AUFGABE ->
Schreib die folgenden Zeilen buchstabengetreu ab, beginnend mit der Zeile, die „Each instance receives exactly one keypoint. Mark the broad“ enthält, und bis zum Ende. Die Anfangszeile gehört dazu, alles davor nicht.

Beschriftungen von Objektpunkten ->
↓

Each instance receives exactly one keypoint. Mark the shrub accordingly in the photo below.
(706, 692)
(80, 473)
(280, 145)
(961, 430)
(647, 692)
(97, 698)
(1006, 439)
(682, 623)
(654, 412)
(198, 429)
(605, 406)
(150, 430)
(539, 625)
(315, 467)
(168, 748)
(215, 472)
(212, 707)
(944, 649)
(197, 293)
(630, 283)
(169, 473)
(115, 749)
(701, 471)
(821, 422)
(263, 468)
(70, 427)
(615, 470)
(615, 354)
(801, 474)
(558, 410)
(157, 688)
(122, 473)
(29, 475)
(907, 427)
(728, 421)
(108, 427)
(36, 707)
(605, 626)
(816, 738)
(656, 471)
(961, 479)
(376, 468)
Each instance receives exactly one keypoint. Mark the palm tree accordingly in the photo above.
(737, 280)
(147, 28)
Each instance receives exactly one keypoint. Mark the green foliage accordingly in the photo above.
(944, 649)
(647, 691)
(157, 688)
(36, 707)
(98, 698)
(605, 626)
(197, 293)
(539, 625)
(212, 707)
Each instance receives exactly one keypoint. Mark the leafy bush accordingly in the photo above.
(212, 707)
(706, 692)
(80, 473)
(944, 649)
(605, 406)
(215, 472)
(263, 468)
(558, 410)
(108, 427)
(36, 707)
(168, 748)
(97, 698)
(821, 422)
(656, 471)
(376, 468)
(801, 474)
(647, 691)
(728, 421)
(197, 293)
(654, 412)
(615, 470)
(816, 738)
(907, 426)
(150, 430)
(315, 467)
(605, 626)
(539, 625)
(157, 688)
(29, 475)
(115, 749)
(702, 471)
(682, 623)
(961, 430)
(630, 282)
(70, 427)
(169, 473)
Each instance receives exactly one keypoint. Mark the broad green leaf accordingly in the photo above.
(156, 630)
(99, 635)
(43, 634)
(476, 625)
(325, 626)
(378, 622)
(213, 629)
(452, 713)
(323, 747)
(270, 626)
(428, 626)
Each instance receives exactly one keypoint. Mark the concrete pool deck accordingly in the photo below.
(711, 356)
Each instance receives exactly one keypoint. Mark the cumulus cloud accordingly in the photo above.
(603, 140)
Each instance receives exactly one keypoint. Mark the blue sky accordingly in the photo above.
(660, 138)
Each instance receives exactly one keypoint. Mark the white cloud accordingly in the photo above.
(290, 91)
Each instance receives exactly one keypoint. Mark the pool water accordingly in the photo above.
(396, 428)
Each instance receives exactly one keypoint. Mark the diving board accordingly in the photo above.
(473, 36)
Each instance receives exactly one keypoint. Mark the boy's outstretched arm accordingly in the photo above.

↑

RICHTIGES ERGEBNIS ->
Each instance receives exactly one keypoint. Mark the broad green leaf accordingly in the photo above.
(156, 630)
(99, 635)
(43, 634)
(476, 625)
(325, 626)
(378, 622)
(213, 629)
(452, 713)
(323, 747)
(270, 626)
(428, 626)
Each instance receives exactly one keypoint. Mark the concrete pool deck accordingly in the photo below.
(711, 356)
Each instance receives exactly one keypoint. Mark the cumulus cloud accordingly in the photo above.
(603, 140)
Each instance receives exactly one keypoint. Mark the blue sky accordingly in the photo above.
(660, 138)
Each instance receives exactly one keypoint. Mark the white cloud accordingly in the photo above.
(290, 91)
Each instance receives exactly one keypoint. Mark the pool water accordingly in the photo above.
(396, 428)
Each instance receives exactly one keypoint. Mark the diving board accordingly in the photo above.
(473, 36)
Each instance receives exactly one keypoint. Mark the boy's outstretched arm accordingly in the photo above.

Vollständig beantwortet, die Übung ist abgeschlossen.